● Written problem
Can you retype these lines word for word, starting at the line containing "like x=23, y=477." and ending at the line containing "x=415, y=147", with both of those lines included?

Data lines
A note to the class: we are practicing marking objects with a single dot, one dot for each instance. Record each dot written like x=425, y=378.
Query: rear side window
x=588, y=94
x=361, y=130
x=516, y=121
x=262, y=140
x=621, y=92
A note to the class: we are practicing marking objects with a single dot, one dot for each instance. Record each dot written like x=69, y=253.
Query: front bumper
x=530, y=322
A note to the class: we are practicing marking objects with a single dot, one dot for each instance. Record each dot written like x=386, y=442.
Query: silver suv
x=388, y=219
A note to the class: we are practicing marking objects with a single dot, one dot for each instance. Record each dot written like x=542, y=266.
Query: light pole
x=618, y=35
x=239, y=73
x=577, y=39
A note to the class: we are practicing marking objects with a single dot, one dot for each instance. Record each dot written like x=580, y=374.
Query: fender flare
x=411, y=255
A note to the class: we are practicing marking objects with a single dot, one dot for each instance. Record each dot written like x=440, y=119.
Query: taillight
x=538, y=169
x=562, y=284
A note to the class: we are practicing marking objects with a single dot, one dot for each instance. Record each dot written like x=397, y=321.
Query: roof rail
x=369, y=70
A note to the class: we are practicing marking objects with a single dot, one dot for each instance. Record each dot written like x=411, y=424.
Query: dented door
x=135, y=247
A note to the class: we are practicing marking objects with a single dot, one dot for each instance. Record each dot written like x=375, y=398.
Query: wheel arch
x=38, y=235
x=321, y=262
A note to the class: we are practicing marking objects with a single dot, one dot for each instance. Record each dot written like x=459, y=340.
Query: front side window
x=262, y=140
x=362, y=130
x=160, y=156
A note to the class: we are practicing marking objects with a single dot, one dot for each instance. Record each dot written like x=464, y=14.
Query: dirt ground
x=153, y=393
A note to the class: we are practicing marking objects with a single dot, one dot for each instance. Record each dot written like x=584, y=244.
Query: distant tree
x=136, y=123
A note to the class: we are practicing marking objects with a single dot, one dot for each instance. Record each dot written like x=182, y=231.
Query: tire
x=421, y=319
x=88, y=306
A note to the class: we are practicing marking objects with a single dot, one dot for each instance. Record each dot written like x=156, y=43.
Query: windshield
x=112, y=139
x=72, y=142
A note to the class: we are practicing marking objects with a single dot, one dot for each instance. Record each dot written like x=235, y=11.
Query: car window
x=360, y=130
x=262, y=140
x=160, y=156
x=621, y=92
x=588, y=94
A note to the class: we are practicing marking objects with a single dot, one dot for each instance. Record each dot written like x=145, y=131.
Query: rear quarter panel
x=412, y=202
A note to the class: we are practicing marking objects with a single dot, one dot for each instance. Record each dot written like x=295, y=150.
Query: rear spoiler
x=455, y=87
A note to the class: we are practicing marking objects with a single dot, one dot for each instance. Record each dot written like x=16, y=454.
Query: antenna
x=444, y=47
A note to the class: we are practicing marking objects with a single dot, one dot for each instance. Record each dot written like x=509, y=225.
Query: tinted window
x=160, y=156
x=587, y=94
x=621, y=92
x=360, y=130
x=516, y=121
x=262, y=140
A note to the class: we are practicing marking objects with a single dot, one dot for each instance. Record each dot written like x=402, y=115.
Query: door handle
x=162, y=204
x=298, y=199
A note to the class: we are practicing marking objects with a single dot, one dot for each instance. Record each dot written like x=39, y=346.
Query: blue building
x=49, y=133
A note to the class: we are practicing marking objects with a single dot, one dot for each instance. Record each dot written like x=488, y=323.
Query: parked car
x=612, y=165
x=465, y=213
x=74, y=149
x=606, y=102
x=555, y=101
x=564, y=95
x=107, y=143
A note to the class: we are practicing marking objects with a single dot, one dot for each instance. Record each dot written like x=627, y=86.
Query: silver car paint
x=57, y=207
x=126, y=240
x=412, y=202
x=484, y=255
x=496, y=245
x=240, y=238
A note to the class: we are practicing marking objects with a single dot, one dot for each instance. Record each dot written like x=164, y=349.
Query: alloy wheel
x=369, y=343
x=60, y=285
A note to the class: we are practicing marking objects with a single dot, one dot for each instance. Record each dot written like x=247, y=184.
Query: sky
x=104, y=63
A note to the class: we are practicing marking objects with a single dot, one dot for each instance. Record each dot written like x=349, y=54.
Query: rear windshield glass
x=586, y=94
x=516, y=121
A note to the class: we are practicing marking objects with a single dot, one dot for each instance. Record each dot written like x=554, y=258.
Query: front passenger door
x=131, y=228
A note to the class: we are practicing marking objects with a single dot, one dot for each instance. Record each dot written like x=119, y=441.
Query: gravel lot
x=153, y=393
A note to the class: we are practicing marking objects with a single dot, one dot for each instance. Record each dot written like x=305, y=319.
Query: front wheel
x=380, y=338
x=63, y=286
---
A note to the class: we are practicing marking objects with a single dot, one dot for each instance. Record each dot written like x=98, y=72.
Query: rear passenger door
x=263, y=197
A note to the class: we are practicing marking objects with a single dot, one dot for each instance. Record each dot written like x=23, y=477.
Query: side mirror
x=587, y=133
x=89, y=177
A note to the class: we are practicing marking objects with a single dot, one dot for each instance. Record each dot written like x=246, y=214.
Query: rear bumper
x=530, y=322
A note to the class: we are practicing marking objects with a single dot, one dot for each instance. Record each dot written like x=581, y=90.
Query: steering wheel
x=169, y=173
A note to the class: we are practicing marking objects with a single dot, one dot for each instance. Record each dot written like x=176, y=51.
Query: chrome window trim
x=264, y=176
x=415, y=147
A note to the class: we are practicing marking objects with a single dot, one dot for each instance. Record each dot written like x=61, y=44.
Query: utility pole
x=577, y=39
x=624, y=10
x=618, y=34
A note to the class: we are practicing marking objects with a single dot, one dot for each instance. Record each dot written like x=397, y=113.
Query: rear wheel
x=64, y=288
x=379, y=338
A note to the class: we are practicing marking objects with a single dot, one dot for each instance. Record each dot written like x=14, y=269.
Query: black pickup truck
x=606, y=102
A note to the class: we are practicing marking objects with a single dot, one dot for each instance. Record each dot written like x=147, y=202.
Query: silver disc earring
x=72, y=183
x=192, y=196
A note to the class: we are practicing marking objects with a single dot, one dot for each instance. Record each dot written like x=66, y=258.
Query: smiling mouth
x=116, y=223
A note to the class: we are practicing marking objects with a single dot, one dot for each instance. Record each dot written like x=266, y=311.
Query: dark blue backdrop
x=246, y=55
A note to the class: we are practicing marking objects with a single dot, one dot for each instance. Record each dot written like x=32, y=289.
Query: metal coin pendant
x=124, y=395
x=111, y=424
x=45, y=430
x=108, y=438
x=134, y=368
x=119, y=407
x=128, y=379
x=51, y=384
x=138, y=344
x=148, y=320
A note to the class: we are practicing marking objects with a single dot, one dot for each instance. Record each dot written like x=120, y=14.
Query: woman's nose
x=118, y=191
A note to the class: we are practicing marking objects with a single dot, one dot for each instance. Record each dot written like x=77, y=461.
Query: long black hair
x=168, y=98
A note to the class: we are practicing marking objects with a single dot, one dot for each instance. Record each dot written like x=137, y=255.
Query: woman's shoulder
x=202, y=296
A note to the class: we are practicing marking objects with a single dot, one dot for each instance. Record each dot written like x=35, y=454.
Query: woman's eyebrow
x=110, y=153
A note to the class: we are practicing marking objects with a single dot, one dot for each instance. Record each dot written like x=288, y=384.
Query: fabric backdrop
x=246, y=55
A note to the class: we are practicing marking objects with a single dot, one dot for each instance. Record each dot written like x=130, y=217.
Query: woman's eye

● Complete output
A note to the class: we are practicing marking objects with a single dot, one dot for each instance. Record each dot written like x=23, y=477.
Query: side mirror
x=587, y=133
x=89, y=177
A note to the class: we are practicing marking objects with a single dot, one dot for each instance. Record each dot written like x=246, y=214.
Query: rear bumper
x=530, y=322
A note to the class: we are practicing marking objects with a single dot, one dot for each instance. Record each dot written like x=581, y=90.
Query: steering wheel
x=169, y=173
A note to the class: we are practicing marking objects with a single dot, one dot for each instance. Record each dot written like x=176, y=51.
Query: chrome window trim
x=264, y=176
x=415, y=147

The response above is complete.